■ **Task description**
Output every entry exactly as written.

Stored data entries
╭──
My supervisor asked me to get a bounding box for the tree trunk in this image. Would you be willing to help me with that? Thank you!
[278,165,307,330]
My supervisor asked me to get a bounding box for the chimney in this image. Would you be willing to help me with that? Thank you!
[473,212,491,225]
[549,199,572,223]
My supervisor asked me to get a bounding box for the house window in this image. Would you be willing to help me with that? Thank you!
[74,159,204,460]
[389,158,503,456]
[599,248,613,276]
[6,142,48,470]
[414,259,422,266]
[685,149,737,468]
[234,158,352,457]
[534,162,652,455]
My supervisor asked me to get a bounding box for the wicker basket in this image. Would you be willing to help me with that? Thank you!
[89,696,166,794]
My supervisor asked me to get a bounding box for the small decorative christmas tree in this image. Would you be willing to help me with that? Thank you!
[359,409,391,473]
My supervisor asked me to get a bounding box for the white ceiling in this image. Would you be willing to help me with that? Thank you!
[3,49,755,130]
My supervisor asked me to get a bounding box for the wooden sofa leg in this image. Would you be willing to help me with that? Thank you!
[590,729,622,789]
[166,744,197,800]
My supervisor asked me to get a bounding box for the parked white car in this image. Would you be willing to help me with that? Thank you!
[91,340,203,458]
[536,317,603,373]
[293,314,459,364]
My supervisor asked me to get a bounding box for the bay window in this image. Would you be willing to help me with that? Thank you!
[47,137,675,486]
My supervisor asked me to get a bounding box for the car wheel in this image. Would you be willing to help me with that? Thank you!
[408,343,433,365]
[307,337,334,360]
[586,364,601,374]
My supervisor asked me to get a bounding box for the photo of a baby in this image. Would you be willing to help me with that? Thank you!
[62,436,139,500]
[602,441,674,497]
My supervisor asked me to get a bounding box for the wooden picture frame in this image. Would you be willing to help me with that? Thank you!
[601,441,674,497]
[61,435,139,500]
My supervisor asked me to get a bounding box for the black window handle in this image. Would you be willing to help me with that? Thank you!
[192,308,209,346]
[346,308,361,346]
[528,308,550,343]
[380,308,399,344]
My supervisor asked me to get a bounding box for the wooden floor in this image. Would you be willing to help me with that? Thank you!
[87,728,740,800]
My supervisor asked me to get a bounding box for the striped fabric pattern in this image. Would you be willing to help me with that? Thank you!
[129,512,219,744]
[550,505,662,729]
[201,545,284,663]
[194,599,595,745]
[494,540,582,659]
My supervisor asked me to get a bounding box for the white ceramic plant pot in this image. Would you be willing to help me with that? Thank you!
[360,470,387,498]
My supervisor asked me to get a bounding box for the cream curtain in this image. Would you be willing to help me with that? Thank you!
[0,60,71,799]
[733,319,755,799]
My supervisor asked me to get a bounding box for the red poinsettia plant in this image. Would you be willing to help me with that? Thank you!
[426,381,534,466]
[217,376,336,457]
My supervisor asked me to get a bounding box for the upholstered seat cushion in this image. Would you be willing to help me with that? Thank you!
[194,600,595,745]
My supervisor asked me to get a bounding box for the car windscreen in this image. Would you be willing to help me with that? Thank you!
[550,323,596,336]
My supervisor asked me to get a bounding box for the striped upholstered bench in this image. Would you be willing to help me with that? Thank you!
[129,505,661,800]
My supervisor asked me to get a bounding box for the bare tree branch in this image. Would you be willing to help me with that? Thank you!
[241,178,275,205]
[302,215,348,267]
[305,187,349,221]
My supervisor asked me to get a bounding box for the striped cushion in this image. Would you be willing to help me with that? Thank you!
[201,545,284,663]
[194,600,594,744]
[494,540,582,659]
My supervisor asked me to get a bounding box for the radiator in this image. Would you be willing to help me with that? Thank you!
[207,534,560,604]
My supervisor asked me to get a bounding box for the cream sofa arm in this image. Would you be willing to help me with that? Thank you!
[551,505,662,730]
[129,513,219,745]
╰──
■ **Solution to the problem**
My supervisor asked me to get a bounding box for the tree trunk in this image. Would you be willing to help me with that? Thank you!
[278,165,307,330]
My supervisor asked me to get a bounding box for the chimney in this image. Would you be willing to help me with that? Thank you!
[473,212,491,225]
[549,199,572,223]
My supervisor asked me to get a bounding box for the house window in this image. Would you be willing to help me with that? Thank you!
[74,159,204,460]
[389,158,503,456]
[599,248,613,276]
[6,142,48,470]
[414,259,422,266]
[685,149,737,468]
[234,158,352,457]
[534,162,652,455]
My supervisor asked me to get a bounding box for the wicker basket in this image. Would you be willing to help me with that? Thank you!
[89,696,166,794]
My supervisor asked me to get a bounding box for the small decorative christmas tree in this image. Would you be willing to help me with that? Thank you!
[359,409,391,473]
My supervisor asked me to get a bounding box for the white ceiling in this image. Would you be willing to help me with that? Thank you!
[3,49,755,130]
My supervisor asked me to get a bounding box for the wooden sofa leg in this image. Would you be willing to help me with that? Thank you!
[590,729,622,789]
[166,744,197,800]
My supervisor asked me to get a bounding box for the parked white car in this image. Would you be willing to help me with that? Thank you!
[91,340,203,458]
[536,317,603,373]
[293,314,459,364]
My supervisor asked me to get a bounding box for the bay window in this image. Would you be willing to help me with that? Thank you!
[47,137,675,486]
My supervisor asked me to get a bounding box for the car wheel in this image. Would you be willing to help me with that? Thank you!
[408,343,433,365]
[307,337,334,360]
[586,364,601,374]
My supervisor asked me to get a bounding box for the photo of a baby in this image. Would you be willing to help me with that? Thank you!
[62,436,139,500]
[602,441,674,497]
My supervisor asked me to get a bounding box for the wooden picture frame in this image. Would you be willing to help me with that? Thank you!
[601,441,674,497]
[61,435,139,500]
My supervisor asked me to get a bounding box for the black window handle in this image. Would you be willing to help me with that? Thank you!
[192,308,209,346]
[346,308,361,346]
[528,308,550,343]
[380,308,399,344]
My supervisor asked me to get a bounding box for the wooden floor in this image. Would you be willing to help me with that? Thank you!
[87,728,740,800]
My supervisor asked me to get a bounding box for the striped fabric pattern in this image. Would you be willing to help me with that? Thank you!
[129,512,219,744]
[550,505,662,729]
[201,545,284,663]
[194,599,595,745]
[494,540,582,659]
My supervisor asked me to get a bounding box for the white ceramic plant pot in this image. Would you be willing to help me with that? Thank you!
[360,470,387,498]
My supervisor asked me to get a bounding box for the cream curtain in this image. Would you be willing to help me with that? Thank you!
[0,60,71,799]
[733,319,755,799]
My supervisor asked me to get a bounding box for the red poinsettia plant in this image. Would you be willing to help me with that? Thank you!
[426,381,534,466]
[217,376,336,457]
My supervisor asked me to get a bounding box for the upholstered seat cushion in this image. Would you be willing to help me with that? Thank you!
[194,600,595,745]
My supervisor asked me to get a bounding box for the car windscreen in this image. Would you be willing to help me with that? Thank you!
[550,323,596,336]
My supervisor asked me to get a bounding box for the striped upholstered bench in this image. Would you be willing to help me with that? Thank you!
[129,505,661,800]
My supervisor asked me to get a bounding box for the bare tree branch in this image. Would you be willing to help me with that? Thank you!
[241,178,275,205]
[302,215,348,267]
[305,187,349,221]
My supervisor asked me to get a bounding box for the striped cushion in this image. Would you be willing to help me with that? Thank you!
[201,545,284,663]
[194,600,594,744]
[494,540,582,659]
My supervisor asked me to get a bounding box for the radiator in this image. Would you be willing to help me with that? Thank you!
[207,534,560,604]
My supervisor asked me to get a bounding box for the cream sofa arm in this image. Would you be willing to help me with that? Thank you!
[551,505,662,730]
[129,513,219,745]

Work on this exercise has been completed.